#### Collected data entries
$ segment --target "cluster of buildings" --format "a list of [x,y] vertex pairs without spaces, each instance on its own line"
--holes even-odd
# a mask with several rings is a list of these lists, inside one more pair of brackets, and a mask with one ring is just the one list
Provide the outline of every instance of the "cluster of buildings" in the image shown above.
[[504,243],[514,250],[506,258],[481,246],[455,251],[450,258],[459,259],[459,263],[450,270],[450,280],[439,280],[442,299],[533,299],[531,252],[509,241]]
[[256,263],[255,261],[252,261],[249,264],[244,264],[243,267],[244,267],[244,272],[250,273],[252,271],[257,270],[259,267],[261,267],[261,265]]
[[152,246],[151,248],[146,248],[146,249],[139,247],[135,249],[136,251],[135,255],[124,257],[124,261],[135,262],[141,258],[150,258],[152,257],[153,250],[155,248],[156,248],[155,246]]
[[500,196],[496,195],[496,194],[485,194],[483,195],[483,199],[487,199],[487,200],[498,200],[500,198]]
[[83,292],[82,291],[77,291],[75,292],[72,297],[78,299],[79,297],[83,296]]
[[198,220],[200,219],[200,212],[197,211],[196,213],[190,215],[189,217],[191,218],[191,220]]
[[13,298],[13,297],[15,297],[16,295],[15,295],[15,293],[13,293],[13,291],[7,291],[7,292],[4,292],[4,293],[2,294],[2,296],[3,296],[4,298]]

#### WHAT YOU HAVE TO DO
Where the word "list" appears in a line of the entries above, count that line; give only the number.

#### THE COMPLETED TASK
2